**Set problem:**
Can you return, word for word, the lines of the data that begin at the line containing "the grey head" and run through the end of the data, with both ends included and the pictures left out?

**Material to process:**
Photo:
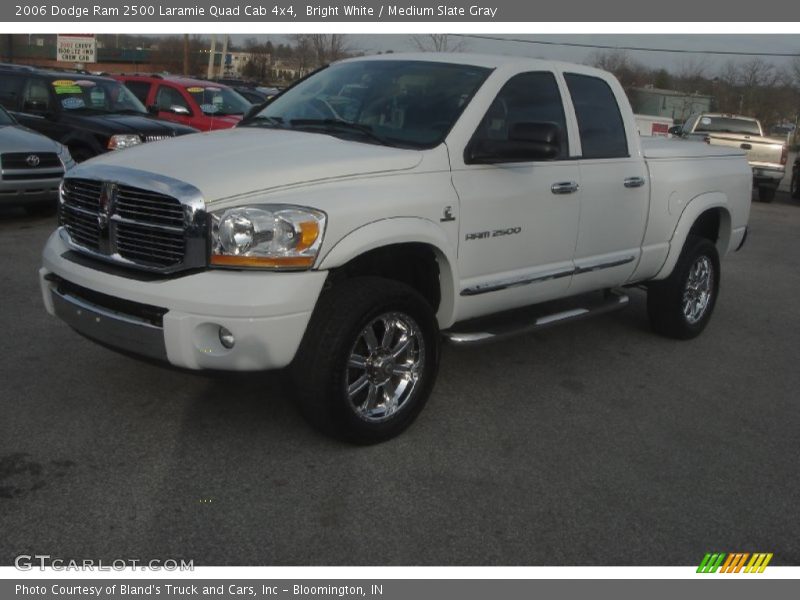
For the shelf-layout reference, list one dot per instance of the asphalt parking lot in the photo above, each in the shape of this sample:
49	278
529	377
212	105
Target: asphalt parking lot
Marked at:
597	443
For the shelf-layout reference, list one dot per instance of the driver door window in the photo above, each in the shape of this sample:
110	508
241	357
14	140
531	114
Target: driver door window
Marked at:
168	97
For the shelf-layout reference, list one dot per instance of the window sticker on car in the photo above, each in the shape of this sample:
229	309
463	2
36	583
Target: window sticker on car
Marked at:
68	89
72	103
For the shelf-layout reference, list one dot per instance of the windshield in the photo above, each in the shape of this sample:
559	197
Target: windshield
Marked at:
410	104
5	118
97	95
728	125
219	101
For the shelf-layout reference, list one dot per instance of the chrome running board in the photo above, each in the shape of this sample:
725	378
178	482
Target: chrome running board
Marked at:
513	323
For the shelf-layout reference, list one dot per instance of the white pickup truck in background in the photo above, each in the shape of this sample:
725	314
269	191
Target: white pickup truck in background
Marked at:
384	204
767	156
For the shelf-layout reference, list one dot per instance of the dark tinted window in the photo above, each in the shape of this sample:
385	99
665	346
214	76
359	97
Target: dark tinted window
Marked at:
403	103
599	120
525	98
140	89
10	86
36	96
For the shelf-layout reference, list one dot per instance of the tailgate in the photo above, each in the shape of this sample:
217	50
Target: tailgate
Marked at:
758	150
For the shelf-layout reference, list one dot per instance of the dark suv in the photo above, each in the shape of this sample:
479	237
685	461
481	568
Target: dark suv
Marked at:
88	114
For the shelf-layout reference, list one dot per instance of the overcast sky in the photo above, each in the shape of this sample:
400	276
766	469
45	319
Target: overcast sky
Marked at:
780	44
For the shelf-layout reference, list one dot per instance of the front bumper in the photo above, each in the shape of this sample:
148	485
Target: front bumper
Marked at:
33	191
767	174
267	312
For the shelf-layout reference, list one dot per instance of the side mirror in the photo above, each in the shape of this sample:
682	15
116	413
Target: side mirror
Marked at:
525	142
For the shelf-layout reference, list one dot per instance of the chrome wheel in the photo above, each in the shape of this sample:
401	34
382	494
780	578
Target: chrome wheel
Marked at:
384	366
698	290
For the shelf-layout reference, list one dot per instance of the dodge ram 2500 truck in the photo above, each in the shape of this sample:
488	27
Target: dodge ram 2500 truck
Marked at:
384	204
767	156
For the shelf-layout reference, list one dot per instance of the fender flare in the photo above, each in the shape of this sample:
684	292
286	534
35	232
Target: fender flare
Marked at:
402	230
694	208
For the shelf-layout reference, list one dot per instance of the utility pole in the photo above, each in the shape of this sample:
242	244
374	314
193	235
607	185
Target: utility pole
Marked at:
211	55
224	54
185	54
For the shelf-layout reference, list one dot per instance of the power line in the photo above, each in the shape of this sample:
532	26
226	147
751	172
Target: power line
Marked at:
632	48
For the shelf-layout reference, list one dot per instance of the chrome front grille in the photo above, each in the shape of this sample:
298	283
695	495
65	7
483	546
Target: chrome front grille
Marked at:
136	225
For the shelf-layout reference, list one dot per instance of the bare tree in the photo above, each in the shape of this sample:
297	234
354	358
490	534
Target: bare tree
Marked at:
438	42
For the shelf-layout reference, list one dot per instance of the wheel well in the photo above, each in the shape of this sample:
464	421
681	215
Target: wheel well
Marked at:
707	225
413	264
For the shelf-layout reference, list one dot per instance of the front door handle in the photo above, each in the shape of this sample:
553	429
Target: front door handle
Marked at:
634	181
564	187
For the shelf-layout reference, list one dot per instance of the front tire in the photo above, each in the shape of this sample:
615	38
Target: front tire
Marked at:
368	361
681	305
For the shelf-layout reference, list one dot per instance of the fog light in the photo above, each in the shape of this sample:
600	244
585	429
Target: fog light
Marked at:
226	338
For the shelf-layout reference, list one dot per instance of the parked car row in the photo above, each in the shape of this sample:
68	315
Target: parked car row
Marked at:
51	119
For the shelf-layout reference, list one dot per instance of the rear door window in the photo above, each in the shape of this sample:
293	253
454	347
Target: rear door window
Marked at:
600	123
140	89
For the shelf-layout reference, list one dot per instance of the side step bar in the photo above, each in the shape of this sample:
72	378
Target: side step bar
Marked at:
490	329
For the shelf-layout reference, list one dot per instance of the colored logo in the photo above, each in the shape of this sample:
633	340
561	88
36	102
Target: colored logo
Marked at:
734	562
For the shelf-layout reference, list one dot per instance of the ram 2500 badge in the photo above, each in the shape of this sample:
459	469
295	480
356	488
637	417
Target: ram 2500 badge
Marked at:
385	204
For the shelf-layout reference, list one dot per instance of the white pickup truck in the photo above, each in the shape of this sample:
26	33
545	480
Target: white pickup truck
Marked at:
384	204
767	156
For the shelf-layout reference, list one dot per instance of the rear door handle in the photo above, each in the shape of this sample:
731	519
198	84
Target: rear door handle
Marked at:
634	181
564	187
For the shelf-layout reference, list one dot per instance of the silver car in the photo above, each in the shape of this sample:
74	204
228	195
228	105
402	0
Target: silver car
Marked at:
31	167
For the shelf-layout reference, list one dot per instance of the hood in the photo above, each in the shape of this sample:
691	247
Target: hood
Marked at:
15	138
236	162
119	123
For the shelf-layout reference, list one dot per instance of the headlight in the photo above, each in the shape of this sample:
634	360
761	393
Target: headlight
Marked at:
267	236
123	140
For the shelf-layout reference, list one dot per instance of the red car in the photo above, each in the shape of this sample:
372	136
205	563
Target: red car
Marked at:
204	105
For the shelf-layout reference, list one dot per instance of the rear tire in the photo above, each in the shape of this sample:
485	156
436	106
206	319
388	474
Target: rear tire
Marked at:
681	305
766	193
368	361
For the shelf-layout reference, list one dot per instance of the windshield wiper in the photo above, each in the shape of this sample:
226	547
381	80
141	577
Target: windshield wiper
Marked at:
264	121
334	124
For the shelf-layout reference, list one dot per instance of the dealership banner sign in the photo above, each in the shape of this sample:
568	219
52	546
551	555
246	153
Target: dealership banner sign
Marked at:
76	48
453	11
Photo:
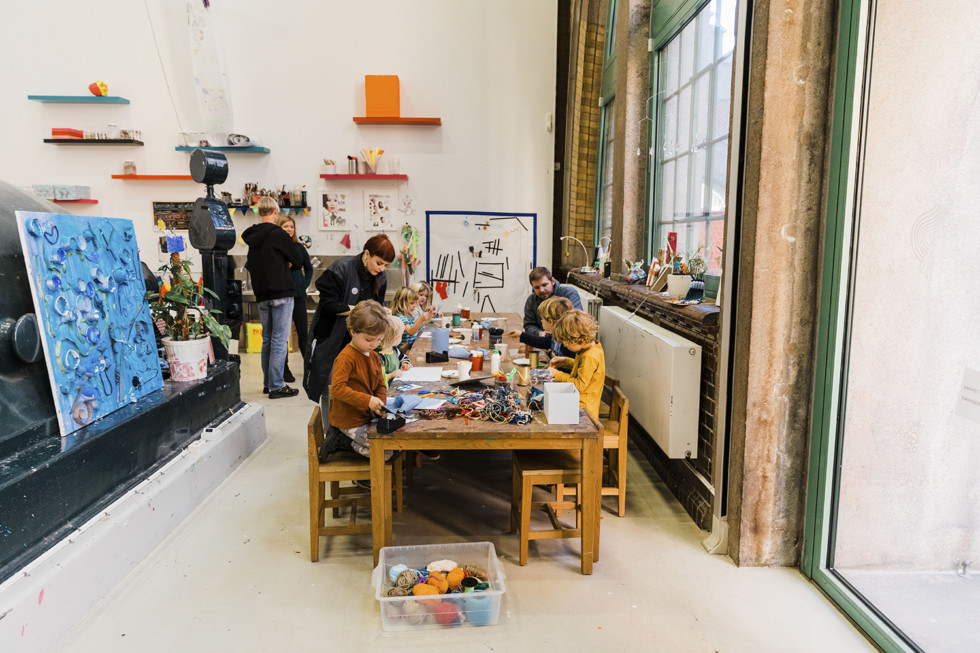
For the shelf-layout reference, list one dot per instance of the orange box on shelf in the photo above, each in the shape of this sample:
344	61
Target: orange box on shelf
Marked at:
381	95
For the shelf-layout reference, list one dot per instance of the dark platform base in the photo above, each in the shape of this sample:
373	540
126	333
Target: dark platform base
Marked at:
51	488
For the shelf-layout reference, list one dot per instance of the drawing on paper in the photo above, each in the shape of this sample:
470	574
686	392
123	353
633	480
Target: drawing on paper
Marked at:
333	212
480	259
378	209
90	301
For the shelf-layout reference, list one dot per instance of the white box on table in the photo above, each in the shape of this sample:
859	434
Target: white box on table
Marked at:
561	403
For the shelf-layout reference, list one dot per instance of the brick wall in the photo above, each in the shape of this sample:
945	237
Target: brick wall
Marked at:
584	154
688	481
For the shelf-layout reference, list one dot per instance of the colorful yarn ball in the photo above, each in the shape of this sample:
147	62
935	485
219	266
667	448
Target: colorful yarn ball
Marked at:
394	572
438	580
406	579
455	577
444	566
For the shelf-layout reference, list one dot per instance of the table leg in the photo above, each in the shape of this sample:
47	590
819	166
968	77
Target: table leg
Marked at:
591	498
378	527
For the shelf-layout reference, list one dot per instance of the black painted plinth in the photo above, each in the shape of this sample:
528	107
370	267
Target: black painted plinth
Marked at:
54	486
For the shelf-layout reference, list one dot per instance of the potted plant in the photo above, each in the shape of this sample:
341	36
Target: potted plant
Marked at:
178	309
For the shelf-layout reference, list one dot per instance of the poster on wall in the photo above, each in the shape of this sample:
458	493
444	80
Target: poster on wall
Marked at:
480	259
176	216
89	298
333	212
378	211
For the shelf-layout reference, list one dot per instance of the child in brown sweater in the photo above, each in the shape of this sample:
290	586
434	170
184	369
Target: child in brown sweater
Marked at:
357	391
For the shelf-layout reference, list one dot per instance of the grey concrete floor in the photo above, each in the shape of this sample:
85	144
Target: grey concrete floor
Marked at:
236	574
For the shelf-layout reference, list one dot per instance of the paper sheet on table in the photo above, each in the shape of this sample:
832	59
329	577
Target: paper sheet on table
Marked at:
422	374
430	404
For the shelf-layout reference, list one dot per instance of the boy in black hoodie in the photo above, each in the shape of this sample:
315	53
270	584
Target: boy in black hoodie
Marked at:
271	257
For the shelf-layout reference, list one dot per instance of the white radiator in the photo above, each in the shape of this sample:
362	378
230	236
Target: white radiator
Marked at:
590	303
660	373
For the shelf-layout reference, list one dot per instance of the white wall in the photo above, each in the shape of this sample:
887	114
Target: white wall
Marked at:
297	78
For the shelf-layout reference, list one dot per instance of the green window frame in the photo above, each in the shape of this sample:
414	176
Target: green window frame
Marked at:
853	26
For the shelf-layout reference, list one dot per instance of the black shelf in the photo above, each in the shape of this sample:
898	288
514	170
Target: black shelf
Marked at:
93	141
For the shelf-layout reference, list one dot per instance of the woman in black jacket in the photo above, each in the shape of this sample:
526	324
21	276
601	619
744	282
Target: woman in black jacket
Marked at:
301	278
346	282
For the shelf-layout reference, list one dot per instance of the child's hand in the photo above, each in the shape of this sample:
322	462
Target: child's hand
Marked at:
377	406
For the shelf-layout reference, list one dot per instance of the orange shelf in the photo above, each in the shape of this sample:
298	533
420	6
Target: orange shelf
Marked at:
187	177
368	177
365	120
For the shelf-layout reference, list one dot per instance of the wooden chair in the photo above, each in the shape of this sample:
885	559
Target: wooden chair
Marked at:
342	466
616	430
553	469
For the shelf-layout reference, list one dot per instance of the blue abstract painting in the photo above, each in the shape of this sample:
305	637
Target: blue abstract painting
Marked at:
95	323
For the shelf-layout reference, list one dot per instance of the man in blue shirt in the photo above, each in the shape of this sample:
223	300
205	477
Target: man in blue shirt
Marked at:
544	286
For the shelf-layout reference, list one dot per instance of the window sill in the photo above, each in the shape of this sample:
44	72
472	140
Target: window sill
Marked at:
653	304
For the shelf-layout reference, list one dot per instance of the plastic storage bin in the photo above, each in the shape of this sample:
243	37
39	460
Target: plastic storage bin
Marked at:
443	610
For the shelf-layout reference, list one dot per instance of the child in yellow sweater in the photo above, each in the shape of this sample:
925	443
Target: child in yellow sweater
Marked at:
577	331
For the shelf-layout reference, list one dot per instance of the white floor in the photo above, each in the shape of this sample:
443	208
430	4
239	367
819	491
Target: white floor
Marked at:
236	575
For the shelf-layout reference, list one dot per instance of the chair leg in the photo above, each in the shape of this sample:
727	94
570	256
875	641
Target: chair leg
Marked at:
399	469
334	493
526	490
515	493
316	518
621	479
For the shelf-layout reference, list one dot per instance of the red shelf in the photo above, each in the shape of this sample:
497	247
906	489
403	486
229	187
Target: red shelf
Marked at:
364	120
403	177
187	177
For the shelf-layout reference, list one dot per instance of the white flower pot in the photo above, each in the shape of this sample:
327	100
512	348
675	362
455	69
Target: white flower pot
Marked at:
678	285
188	359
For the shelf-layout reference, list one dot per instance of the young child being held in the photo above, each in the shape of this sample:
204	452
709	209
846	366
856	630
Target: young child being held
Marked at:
357	391
393	361
577	331
405	301
550	311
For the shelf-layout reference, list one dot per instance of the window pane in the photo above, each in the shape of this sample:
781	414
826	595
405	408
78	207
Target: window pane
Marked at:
687	51
692	153
702	109
719	177
684	120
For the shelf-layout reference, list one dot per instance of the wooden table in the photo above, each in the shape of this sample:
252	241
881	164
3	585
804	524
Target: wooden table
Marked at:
477	434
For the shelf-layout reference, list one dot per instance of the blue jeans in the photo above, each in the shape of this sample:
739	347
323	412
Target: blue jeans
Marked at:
276	316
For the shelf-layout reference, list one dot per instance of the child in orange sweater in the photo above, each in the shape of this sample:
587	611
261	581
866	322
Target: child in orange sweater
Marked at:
577	331
357	390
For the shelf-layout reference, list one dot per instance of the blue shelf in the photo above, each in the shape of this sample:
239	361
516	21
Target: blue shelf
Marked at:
79	99
251	149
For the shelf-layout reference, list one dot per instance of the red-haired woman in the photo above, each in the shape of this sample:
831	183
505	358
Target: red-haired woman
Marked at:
346	282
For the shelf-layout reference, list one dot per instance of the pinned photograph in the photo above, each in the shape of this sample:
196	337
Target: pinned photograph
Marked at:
333	212
378	211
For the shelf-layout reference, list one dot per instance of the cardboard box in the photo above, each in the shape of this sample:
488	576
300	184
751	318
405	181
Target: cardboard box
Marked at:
560	403
382	96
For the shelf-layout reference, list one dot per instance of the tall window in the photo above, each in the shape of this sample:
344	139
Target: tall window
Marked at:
693	109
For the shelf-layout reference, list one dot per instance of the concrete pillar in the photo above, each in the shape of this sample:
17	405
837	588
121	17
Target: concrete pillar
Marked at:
788	111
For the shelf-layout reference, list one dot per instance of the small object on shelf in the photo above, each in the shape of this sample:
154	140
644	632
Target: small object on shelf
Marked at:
250	149
382	96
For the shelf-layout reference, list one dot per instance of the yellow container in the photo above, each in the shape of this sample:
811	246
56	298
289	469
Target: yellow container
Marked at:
253	338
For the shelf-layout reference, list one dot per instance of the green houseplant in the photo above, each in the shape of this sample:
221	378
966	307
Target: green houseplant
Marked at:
177	309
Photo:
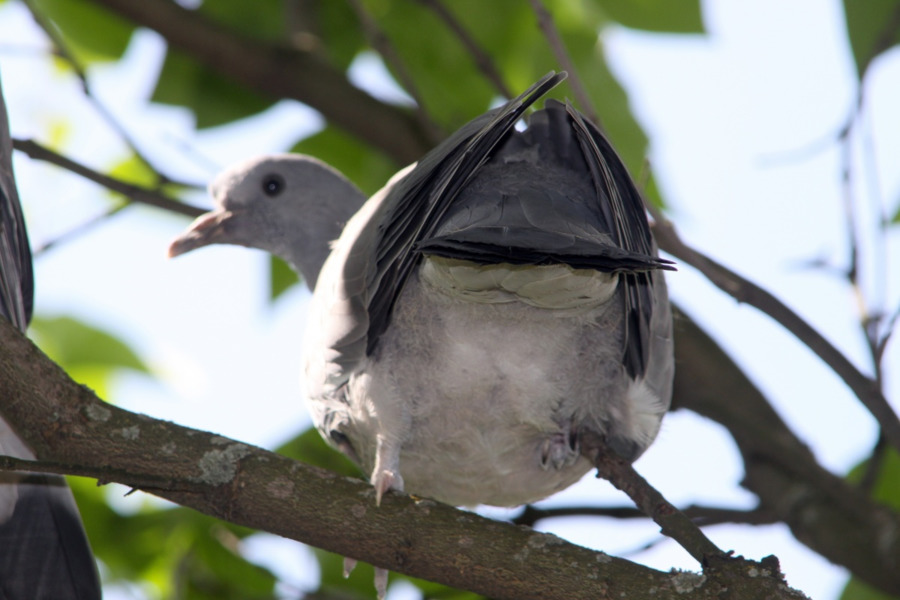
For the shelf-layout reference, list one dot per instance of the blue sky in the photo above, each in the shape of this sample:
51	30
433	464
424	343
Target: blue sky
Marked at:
742	124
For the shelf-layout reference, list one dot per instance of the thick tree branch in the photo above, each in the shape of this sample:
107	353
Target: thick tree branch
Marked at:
65	423
282	72
702	515
132	192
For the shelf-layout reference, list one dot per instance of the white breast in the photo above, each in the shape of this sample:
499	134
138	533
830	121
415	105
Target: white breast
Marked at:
477	372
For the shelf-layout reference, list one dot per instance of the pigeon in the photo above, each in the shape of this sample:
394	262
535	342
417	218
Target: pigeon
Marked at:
494	306
44	551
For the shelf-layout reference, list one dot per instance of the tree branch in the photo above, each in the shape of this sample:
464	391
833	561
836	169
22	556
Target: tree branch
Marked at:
282	72
702	515
65	422
545	22
823	511
482	59
748	292
672	521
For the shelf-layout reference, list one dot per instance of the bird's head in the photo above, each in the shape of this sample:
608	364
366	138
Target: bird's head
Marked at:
290	205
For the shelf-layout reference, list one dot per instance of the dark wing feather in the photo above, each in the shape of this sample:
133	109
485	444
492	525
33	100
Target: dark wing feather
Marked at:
421	198
44	552
622	203
16	275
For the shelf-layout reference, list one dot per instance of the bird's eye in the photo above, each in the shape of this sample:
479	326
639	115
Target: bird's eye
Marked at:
273	185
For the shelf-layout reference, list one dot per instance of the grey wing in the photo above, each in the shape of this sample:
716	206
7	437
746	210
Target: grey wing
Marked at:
44	552
416	204
624	209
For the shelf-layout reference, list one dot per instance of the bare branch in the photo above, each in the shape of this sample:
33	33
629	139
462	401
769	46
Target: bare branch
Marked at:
482	59
823	511
63	421
672	521
62	51
77	231
130	191
701	515
382	44
282	73
545	22
745	291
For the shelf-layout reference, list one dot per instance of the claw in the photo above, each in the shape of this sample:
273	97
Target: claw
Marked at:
386	474
349	565
560	450
384	481
381	582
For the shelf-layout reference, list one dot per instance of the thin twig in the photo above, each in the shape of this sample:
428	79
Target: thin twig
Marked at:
380	42
671	521
548	27
130	191
12	464
78	230
61	50
745	291
482	59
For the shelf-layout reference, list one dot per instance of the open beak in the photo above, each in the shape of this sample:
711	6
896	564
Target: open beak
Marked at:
207	229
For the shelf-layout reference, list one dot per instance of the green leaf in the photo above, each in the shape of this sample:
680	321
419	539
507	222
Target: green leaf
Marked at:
214	99
175	552
886	491
859	590
367	169
281	277
872	29
261	19
887	484
91	33
89	355
674	16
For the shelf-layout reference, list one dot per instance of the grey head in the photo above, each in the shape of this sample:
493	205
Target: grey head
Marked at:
289	205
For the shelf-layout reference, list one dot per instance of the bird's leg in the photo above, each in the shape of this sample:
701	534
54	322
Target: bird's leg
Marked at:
560	449
386	474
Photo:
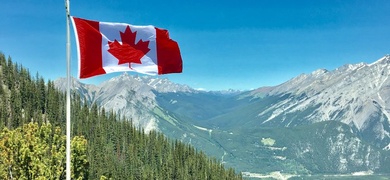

**Answer for the task:**
For the shelf-layout reference, list one dot per instance of the grey head in the photo above, each in the shape of this sample:
493	205
Target: grey head
Marked at:
289	205
For the shelf-layout reference, list one dot per instance of the bird's leg in the photo above, each in the shape of this sample:
701	534
54	322
Target: bird's leg
Marked at:
560	449
386	474
Photo:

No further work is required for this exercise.